** Opening RECORDS FOR THIS TASK block **

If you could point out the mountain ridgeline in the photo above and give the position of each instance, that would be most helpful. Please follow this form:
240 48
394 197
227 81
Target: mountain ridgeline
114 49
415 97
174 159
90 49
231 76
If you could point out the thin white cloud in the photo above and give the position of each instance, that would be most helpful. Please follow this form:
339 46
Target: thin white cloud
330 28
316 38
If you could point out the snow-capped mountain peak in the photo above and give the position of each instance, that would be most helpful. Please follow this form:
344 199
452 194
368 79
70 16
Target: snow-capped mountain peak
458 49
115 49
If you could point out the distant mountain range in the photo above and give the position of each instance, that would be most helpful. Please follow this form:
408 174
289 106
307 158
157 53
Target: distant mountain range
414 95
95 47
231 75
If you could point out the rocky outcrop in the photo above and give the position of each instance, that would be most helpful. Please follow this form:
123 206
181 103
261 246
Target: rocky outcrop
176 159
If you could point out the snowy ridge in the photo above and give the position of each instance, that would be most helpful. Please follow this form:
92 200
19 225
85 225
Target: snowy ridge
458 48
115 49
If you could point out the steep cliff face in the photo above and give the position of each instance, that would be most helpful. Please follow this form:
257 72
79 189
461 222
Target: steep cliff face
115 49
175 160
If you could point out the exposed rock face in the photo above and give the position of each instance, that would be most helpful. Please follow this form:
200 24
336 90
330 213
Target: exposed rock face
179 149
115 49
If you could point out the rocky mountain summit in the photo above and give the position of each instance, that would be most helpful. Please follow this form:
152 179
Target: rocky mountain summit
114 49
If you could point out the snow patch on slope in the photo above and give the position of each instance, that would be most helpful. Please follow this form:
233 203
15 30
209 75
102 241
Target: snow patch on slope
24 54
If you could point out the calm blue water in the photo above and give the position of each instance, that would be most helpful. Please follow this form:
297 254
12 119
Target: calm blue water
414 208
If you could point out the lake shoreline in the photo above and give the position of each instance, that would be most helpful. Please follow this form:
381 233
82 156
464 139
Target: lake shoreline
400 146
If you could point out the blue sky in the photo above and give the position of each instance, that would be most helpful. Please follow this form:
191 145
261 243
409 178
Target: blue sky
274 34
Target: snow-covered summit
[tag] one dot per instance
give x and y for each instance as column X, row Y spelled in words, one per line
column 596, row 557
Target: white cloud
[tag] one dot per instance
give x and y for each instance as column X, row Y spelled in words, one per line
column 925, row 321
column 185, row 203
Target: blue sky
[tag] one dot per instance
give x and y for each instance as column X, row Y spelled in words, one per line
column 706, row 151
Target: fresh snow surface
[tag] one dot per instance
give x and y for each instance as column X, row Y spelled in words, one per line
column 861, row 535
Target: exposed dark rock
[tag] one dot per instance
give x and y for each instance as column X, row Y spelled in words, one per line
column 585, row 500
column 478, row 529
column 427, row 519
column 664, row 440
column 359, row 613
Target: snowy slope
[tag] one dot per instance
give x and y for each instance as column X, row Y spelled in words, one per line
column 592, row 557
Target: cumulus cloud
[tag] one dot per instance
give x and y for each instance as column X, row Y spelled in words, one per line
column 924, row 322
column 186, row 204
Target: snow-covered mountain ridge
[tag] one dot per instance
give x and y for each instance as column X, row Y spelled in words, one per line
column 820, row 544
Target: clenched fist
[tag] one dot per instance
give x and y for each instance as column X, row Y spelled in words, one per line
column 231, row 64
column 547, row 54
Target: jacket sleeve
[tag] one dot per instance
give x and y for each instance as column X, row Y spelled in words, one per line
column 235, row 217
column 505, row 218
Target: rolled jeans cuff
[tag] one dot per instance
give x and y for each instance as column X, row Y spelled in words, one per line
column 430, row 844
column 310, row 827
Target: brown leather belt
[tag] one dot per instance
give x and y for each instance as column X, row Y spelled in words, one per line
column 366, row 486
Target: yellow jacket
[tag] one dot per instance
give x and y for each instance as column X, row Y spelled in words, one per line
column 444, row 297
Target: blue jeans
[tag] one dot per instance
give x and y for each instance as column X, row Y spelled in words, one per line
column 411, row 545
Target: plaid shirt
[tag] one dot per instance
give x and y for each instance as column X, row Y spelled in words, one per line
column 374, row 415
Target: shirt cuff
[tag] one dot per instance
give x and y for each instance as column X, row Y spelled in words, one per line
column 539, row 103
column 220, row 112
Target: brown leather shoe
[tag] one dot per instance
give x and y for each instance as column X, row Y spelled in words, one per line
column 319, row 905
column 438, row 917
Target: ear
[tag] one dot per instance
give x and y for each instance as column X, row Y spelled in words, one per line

** Closing RECORDS FOR THIS TASK block **

Every record, restated word for word, should make up your reply.

ANSWER FOR THE TASK:
If you could point out the mountain ridgeline in the photo above and give the position of each instance, that would be most helpful. Please follow this form:
240 48
394 197
227 81
Target: mountain ridgeline
114 49
415 97
174 159
90 49
231 76
If you could point out the thin white cloud in the photo above and give the position of each instance, that would be most helpful. Please follow this form:
339 46
Target: thin white cloud
330 28
316 38
If you could point out the snow-capped mountain peak in the photo above and give the position of each instance, that would be most helpful. Please follow this form:
344 199
452 194
368 79
70 16
Target: snow-capped mountain peak
458 49
115 49
If you could point out the distant mountain range in the photo above and give the position of each instance, that would be most helpful. Please follow this form:
408 174
289 106
307 158
157 53
Target: distant mountain range
414 95
95 47
231 75
If you could point out the rocky outcrop in the photo above and give the position of each instance, that would be most helpful. Please follow this form:
123 206
181 103
261 246
Target: rocky outcrop
176 159
If you could point out the snowy ridge in the photo above and give the position of each instance, that would be most helpful. Please follow this form:
92 200
19 225
85 225
Target: snowy ridge
458 48
115 49
If you could point out the steep cliff face in the photo above and give the position of each instance, that would be most helpful. Please follow this form:
257 72
79 189
461 222
Target: steep cliff face
115 49
175 160
If you could point out the exposed rock face in the photo above and give the position of each instance, that would be most helpful. Please follow this form:
200 24
336 90
330 213
Target: exposed rock face
179 149
115 49
If you could point out the rocky mountain summit in the photo above and give the position of each instance, that would be most helpful. Please follow this form:
152 179
Target: rocky mountain summit
114 49
If you could point out the snow patch on slope in the photo above and give the position of each instance, that would be most helpful. Please follow this form:
233 203
15 30
209 75
102 241
Target: snow patch on slope
24 54
If you could point out the calm blue water in the photo above and give the position of each instance, that would be most helpful. Please follow this form:
297 254
12 119
Target: calm blue water
414 208
If you could point out the lake shoreline in the photo above and give the position of each instance, that would be most helpful. Please follow this form:
381 233
82 156
464 139
Target: lake shoreline
400 146
If you could point out the blue sky in the photo above and give the position of each instance, that would be most helpful. Please follow this form:
191 145
261 243
409 178
Target: blue sky
274 34
Target: snow-covered summit
[tag] one dot per instance
give x and y for each instance as column X, row Y spelled in words, one per line
column 596, row 557
Target: white cloud
[tag] one dot per instance
give x and y for each instance as column X, row Y spelled in words, one per line
column 925, row 321
column 185, row 203
Target: blue sky
[tag] one dot per instance
give x and y for each instance as column X, row Y spelled in words, one per line
column 706, row 151
Target: fresh snow surface
[tag] one dot per instance
give x and y for each instance as column X, row Y spelled in words, one per line
column 861, row 535
Target: exposed dark rock
[tag] one dot per instance
give x and y for each instance as column X, row Y spelled in words, one per line
column 585, row 500
column 478, row 529
column 427, row 519
column 664, row 440
column 359, row 613
Target: snowy slope
[tag] one dot per instance
give x and y for each instance as column X, row Y spelled in words, one per line
column 592, row 557
Target: cumulus cloud
[tag] one dot per instance
give x and y for each instance as column X, row Y spelled in words, one per line
column 924, row 322
column 186, row 204
Target: snow-covered mountain ridge
[tag] one dot per instance
give x and y for each instance as column X, row Y spelled in words, one per line
column 820, row 544
Target: clenched fist
[tag] one dot per instance
give x and y for each instance as column X, row Y spelled in words, one per line
column 231, row 64
column 547, row 54
Target: jacket sleeve
[tag] one dot per instance
give x and y for each instance as column X, row Y spelled in words, one per line
column 235, row 217
column 505, row 218
Target: rolled jeans cuff
[tag] one dot per instance
give x and y for each instance as column X, row Y spelled in words, one per line
column 430, row 844
column 310, row 827
Target: brown leather belt
[tag] one dot per instance
give x and y for each instance as column X, row Y spelled in words, one per line
column 366, row 486
Target: yellow jacket
[tag] one dot per instance
give x and y for each instance as column X, row Y spelled in words, one per line
column 444, row 297
Target: blue jeans
[tag] one dot per instance
give x and y for each instance as column X, row Y spelled in words, one per line
column 411, row 545
Target: plaid shirt
[tag] one dot per instance
give x and y for each instance as column X, row Y spelled in words, one per line
column 374, row 415
Target: shirt cuff
[tag] one dot per instance
give x and y for each instance as column X, row Y spelled in words, one per line
column 539, row 103
column 220, row 112
Target: brown leather shoe
[tag] one dot per instance
give x and y for each instance as column X, row Y spelled in words, one per line
column 319, row 905
column 438, row 917
Target: ear
[tag] one dot per instance
give x and y for each instance as column X, row Y spelled in words, one per line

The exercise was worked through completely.